◆ **짧은 과제**
아래 행을 요청 문장까지 모두 다시 쓰되, 답에 나온 좌표 값은 전부 0.95배로 조정해 정수로 반올림하세요(0.5는 올림). 요청 문장과 그 안의 형식 예시 숫자는 그대로 두고, 사진은 빼세요.

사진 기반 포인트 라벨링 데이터
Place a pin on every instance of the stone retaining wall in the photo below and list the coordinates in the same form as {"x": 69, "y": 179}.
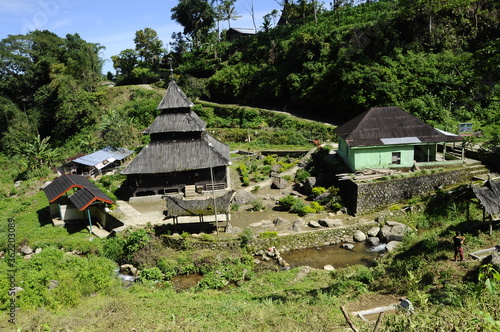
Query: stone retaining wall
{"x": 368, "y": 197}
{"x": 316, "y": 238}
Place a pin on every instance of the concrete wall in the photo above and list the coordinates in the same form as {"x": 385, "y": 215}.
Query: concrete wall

◆ **연습 풀이**
Place a pin on every instance of the stone retaining wall in the photo below and list the coordinates in the same form as {"x": 69, "y": 179}.
Query: stone retaining wall
{"x": 350, "y": 187}
{"x": 300, "y": 226}
Place a pin on every instance of the concrete wall in the photo above and list the coordinates in the same form as {"x": 385, "y": 215}.
Query: concrete wall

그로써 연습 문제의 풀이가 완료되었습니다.